- Source material:
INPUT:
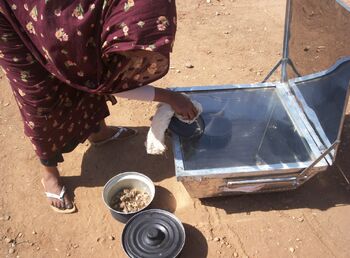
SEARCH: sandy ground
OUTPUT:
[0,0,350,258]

---

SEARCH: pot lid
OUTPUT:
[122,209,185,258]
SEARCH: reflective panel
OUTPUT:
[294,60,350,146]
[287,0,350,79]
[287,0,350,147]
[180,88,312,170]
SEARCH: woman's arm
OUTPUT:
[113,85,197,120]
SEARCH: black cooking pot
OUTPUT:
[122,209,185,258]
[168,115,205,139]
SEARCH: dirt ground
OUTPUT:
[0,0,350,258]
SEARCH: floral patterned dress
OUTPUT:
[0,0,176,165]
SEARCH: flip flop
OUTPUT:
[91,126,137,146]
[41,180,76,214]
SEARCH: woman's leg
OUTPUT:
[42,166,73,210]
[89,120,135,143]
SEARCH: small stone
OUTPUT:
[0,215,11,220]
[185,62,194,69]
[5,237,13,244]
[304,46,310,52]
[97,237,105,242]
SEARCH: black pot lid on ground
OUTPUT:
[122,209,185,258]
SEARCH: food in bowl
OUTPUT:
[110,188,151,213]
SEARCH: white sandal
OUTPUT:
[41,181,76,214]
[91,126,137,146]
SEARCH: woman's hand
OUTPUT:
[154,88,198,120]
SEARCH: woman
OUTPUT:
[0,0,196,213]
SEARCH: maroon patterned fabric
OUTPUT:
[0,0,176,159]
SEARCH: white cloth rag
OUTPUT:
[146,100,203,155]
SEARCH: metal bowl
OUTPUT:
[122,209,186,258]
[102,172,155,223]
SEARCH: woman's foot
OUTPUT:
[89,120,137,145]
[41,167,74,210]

...

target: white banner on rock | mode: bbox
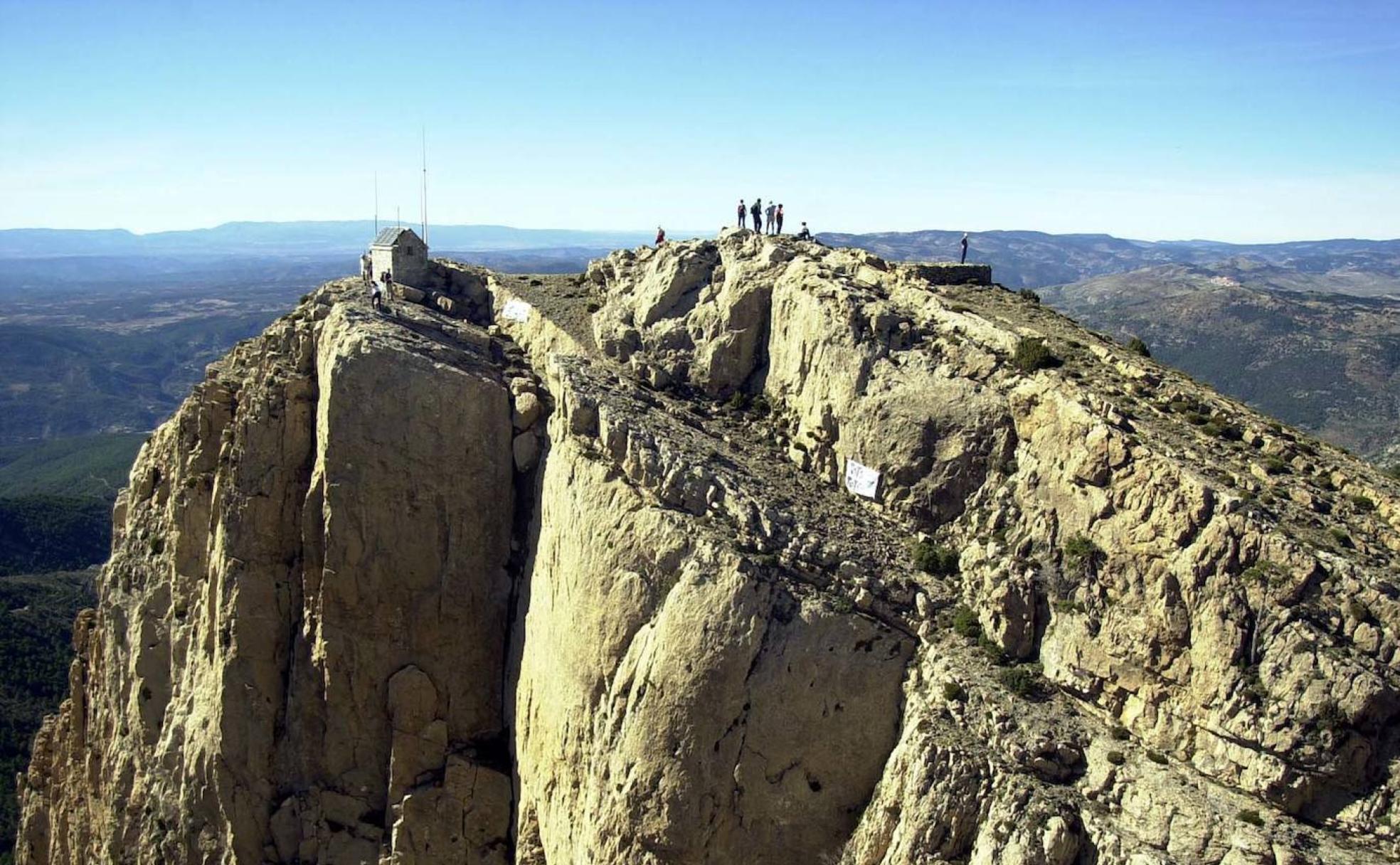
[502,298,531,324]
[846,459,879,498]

- The problem: Copy the lines word for word, starting with the line that contains "SEARCH: flip flop" and going on through the line that contains "[0,0,176,159]".

- Full solution:
SEARCH: flip flop
OUTPUT:
[91,126,137,146]
[41,180,76,214]
SEARCH: woman's leg
OUTPUT:
[42,166,73,210]
[89,120,135,143]
SEARCH: small stone
OUTPUT:
[0,215,11,220]
[185,62,194,69]
[5,237,13,244]
[304,46,310,52]
[97,237,105,242]
SEARCH: black pot lid on ground
OUTPUT:
[122,209,185,258]
SEARCH: food in bowl
OUTPUT:
[110,188,151,213]
SEARCH: white sandal
OUTPUT:
[41,181,76,214]
[91,126,137,146]
SEARCH: woman's hand
OUTPUT:
[154,88,198,120]
SEARCH: woman
OUTPUT:
[0,0,196,213]
SEARCH: maroon patterned fabric
OUTPUT:
[0,0,176,159]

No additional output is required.